[The data Boundary: Start]

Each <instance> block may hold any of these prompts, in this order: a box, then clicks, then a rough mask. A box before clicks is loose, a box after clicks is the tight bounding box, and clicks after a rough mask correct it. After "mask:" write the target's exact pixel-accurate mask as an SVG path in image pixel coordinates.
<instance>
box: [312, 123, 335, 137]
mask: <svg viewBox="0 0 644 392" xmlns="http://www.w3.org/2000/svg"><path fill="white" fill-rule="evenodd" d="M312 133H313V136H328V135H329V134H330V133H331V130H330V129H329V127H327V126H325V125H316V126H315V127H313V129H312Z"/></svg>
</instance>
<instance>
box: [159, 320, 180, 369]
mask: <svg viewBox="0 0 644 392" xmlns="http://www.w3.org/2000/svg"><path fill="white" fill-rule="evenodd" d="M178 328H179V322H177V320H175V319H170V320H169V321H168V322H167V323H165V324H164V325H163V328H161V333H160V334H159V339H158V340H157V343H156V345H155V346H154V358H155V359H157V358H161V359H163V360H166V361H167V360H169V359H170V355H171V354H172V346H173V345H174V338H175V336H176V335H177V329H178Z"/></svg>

[The data Boundary: End]

- Task prompt
Copy out every one of the records above word for word.

- Written response
Each <instance> block may hold any of these prompts, in this order: a box, then clicks, then a rough mask. A box before clicks is loose, a box after clicks is the tight bounding box, and clicks after a rough mask correct it. After "mask:" write the target's exact pixel-accurate mask as an SVG path in image pixel coordinates.
<instance>
box: [312, 123, 335, 137]
mask: <svg viewBox="0 0 644 392" xmlns="http://www.w3.org/2000/svg"><path fill="white" fill-rule="evenodd" d="M312 133H313V136H328V135H329V134H330V133H331V130H330V129H329V127H327V126H325V125H316V126H315V127H313V129H312Z"/></svg>
</instance>
<instance>
box: [159, 320, 180, 369]
mask: <svg viewBox="0 0 644 392" xmlns="http://www.w3.org/2000/svg"><path fill="white" fill-rule="evenodd" d="M178 328H179V322H177V320H175V319H170V320H169V321H168V322H167V323H165V324H164V325H163V328H161V333H160V334H159V339H158V340H157V343H156V345H155V346H154V358H155V359H157V358H161V359H163V360H166V361H167V360H169V359H170V355H171V354H172V346H173V345H174V338H175V336H176V335H177V329H178Z"/></svg>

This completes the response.